▸ WHAT IS EXPECTED
Reproduce verbatim the material beginning at the line that contains "Note: for this drill we locate the person's" and ending with the final line of the material, including both of these lines.

========================================================================

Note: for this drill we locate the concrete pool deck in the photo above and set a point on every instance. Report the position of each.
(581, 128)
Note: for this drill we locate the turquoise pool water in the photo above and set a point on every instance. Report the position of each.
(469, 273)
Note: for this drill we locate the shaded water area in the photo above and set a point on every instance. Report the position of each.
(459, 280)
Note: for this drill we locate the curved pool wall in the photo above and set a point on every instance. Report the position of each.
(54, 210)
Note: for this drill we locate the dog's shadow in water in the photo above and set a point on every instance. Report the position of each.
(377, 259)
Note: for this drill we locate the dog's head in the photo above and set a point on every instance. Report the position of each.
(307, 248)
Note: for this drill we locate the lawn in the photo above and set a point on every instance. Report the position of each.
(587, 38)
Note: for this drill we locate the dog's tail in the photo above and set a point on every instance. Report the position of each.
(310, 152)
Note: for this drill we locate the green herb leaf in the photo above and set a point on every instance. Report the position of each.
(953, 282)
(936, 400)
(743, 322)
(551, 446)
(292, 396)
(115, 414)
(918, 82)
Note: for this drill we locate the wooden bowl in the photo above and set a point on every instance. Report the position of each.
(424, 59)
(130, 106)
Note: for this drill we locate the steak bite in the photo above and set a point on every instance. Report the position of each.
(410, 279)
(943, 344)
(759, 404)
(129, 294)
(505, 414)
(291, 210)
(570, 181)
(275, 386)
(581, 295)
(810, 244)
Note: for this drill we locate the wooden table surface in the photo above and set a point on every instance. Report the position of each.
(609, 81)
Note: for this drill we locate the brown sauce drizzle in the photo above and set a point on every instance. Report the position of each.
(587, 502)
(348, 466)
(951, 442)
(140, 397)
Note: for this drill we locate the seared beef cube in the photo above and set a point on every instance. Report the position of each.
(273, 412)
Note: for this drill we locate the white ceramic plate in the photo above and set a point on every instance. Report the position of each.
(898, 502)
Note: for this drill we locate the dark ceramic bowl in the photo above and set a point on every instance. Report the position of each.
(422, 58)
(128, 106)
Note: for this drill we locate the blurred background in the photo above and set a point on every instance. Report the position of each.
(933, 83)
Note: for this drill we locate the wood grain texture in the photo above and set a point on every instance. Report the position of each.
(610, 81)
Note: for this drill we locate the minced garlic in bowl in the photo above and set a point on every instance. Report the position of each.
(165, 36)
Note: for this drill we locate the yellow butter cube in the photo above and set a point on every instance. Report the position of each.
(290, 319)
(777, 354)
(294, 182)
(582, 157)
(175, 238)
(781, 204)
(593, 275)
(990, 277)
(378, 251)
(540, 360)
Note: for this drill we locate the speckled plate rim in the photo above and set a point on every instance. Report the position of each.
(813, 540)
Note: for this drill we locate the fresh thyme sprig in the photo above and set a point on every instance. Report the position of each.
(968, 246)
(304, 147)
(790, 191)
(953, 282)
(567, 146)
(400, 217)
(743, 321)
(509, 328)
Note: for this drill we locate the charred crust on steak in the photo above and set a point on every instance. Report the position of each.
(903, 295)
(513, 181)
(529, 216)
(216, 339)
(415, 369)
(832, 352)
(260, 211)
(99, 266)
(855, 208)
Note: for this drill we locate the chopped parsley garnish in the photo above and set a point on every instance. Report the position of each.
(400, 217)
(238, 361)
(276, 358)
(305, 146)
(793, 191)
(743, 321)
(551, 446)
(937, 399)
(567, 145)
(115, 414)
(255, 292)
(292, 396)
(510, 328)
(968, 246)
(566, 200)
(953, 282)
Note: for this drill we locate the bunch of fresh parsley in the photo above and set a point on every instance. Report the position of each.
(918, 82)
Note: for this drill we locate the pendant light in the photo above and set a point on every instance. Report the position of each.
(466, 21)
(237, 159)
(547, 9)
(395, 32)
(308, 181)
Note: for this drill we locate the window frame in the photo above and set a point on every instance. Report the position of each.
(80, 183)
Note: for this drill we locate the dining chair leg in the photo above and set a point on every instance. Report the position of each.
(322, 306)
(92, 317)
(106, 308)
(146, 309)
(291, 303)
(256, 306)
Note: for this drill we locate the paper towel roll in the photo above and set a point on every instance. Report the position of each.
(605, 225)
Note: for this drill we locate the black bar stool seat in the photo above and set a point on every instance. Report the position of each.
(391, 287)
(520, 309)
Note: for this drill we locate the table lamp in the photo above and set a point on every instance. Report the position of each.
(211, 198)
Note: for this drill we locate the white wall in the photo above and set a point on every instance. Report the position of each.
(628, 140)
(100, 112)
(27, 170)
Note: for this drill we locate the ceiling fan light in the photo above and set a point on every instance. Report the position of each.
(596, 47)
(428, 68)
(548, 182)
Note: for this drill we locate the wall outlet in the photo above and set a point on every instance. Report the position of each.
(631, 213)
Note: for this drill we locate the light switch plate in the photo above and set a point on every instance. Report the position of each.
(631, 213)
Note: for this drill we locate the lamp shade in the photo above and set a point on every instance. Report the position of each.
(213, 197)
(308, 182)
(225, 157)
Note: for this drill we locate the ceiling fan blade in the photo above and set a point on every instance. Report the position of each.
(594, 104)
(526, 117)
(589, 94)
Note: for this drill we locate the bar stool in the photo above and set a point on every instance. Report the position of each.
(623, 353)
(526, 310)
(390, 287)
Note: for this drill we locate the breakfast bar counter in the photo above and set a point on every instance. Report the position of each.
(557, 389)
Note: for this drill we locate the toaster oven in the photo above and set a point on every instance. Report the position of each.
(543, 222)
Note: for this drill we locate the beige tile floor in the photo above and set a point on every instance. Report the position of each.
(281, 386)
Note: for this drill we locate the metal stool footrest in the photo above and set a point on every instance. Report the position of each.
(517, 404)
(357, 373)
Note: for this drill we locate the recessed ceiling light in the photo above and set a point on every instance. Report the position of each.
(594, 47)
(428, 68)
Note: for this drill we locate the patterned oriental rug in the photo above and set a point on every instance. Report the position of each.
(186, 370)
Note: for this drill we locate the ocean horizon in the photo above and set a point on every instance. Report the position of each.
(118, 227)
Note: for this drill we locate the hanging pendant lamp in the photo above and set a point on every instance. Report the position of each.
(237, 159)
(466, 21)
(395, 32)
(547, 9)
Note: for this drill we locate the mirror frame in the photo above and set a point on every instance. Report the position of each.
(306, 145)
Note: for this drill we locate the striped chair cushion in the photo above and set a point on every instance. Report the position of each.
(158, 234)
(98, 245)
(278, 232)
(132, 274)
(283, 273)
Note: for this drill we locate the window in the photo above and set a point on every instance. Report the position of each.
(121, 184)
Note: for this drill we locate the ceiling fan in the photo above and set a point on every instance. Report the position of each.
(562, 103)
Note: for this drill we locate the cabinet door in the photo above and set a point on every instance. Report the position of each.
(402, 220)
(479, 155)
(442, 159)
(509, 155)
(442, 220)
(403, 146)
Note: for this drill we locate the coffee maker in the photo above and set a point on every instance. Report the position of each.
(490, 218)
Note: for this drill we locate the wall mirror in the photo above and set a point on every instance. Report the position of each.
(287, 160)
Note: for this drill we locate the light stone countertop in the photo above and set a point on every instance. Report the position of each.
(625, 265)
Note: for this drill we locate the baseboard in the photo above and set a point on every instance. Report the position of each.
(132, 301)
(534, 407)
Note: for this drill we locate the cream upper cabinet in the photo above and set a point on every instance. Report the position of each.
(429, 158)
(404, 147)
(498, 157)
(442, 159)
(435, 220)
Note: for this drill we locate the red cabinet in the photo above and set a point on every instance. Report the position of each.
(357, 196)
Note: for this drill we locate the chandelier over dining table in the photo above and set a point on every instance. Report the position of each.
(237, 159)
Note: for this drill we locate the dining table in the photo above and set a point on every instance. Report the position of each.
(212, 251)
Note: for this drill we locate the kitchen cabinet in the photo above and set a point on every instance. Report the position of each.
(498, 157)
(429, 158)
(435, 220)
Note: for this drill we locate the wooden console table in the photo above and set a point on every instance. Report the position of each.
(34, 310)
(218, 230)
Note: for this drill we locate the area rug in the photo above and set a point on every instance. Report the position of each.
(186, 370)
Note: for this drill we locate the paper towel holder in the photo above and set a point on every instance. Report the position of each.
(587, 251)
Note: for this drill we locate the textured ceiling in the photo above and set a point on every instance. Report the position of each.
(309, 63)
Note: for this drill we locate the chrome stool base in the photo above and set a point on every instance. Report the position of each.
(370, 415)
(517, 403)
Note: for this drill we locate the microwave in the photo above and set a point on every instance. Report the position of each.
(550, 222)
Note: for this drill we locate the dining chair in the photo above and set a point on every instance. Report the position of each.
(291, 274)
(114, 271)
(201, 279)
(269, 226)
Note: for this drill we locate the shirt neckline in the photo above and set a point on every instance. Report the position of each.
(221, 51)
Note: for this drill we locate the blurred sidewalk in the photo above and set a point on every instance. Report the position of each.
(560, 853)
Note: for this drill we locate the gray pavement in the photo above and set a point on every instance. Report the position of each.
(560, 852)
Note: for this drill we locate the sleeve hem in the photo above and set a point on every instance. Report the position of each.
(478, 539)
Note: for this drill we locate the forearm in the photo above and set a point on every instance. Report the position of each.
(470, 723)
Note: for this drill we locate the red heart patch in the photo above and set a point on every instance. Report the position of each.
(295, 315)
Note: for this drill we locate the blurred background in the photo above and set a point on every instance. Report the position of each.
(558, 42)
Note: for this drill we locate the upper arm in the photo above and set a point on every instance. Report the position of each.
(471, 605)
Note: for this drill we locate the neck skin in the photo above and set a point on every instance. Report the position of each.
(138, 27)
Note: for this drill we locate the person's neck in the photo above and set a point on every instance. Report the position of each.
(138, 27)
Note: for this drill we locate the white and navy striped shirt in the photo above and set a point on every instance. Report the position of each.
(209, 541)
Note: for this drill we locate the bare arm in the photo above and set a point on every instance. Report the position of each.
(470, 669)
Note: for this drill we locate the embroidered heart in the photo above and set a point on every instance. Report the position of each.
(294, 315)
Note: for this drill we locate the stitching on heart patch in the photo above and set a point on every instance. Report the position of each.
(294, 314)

========================================================================

▸ RESULT
Note: for this drill we locate the person's neck in the photo above and set a point on every instance. Report the position of each.
(138, 27)
Note: for this drill we locate the white and navy striped shirt in the photo above and set a point on every instance. Report the position of each.
(209, 541)
Note: for this drill we locate the bare arm in the photo above and set a point on every instance. Report the position of each.
(470, 669)
Note: for this drill we locate the embroidered heart in the photo above and set a point on every instance. Report the position of each.
(294, 315)
Note: for this drill we locate the stitching on heart patch in the photo above and set a point on every instance. Report the position of each.
(294, 314)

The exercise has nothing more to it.